= Text =
━━━━━━━━━━━━━━━━━━━━━━━━━━━━━━
Welcome to Canadian football.

It was the first game of a freshly signed, ground-breaking deal to televise 14 CFL games this season on the NFL Network. And, ooooh la golly lolly, what a game they got for the first one.

On Canada Day it was a game to celebrate.

It was a frantic, frenzied, furious, fabulous 54-51 come-from-21-points-behind, double-overtime ring-a-ling-a-ding-dong-dandy complete with two point converts in OT and one of the most amazing back-of-the-endzone diving catches imaginable.

It was the rematch of last year’s Montreal Alouettes’ Grey Cup win made memorable when the Saskatchewan Roughriders gave the game away when they had it won as a result of a special teams too-many-men-on-the-field penalty which, beyond belief, their defence reenacted in the last minute of this one.

Trailing 33-12 in the second half, the Roughriders came back to tie it 40-40 in regulation of a game which featured 1,116 total yards, 1,058 yards of net offence, 846 passingyards, a 125-yard missed field goal return for a touchdown, 13 touchdowns in all, 10 plays of 30-plus yards, a blocked punt and a partridge in a pear tree.

It’s amazing the NFL didn’t cancel the series the next morning. They don’t play football games that look like that in the NFL. Only in Canada. This is why the “It’s Our Game” slogan has hit such a cord in the country where Grey Cup games, far more frequently than Super Bowls, are compelling, captivating, exceptionally entertaining events.

“Obviously that was an exceptionally exciting game to start. There were so many unbelievable plays,” said NFL Network spokesman Dennis Johnson. “If they are all like that it’s going to be a tremendous season of games.”

And don’t underestimate the significance of what that game meant as an introduction to Canadian football, and advertisement for the great northern version of the game.

“Huge,” said Edmonton Eskimos’ GM Danny Maciocia at practice Friday.

“Huge! Huge! Huge!
━━━━━━━━━━━━━━━━━━━━━━━━━━━━━━
= Listed records =
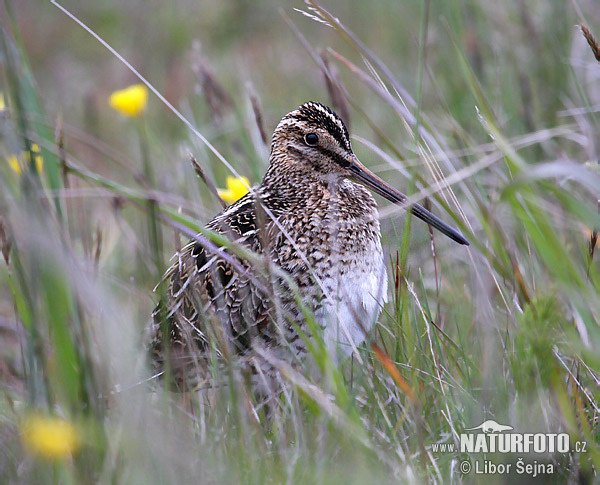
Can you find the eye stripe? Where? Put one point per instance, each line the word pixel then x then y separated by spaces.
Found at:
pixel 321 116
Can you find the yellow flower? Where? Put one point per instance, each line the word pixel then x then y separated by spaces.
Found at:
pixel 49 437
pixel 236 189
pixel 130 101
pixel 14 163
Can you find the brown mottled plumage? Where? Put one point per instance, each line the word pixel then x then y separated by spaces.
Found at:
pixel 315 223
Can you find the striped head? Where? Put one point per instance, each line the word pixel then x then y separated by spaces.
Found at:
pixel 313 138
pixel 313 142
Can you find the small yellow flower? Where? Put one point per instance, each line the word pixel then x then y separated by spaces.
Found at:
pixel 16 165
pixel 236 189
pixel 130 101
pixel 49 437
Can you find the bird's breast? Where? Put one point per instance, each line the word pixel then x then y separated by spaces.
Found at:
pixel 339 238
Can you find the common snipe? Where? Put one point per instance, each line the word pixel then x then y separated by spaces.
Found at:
━━━━━━━━━━━━━━━━━━━━━━━━━━━━━━
= What is asked =
1) Name every football team mentioned in the piece on the Canada Day CFL game.
2) Write the next few sentences of the piece on the Canada Day CFL game, picking up right after its final line.
The lines were collected from a different source than the piece on the Canada Day CFL game.

= In response =
1) Montreal Alouettes, Saskatchewan Roughriders, Edmonton Eskimos

2)
“The NFL Network reaches 60 million homes. It gives this league an opportunity to illustrate how professional it is and at the same time how much fun our game can be to watch. It’s going to be huge when it comes to recruiting.”

There was no word on the viewing audience in the U.S. due to the July 4 holiday weekend but the lid-lifter became the most watched CFL opening game ever on TSN at 1.06 million.

If you want to judge reaction from an American who had never seen a live Canadian football league game before watching that one, you didn’t have to go south. There were two imports on the property who made the Eskimos on the defensive line this year, Ken Pettway and Andre Coleman, who were still trying to pop their eyes back in at practice yesterday.

“I really expected to see guys fly around. But 54-51? You don’t expect to see that. That really showed what this league is all about,” said Coleman.

“Man, that was a thrilling game,” said Pettway.

“What a crazy catch in the end zone! And that too-many-men penalty! It was so much fun to watch.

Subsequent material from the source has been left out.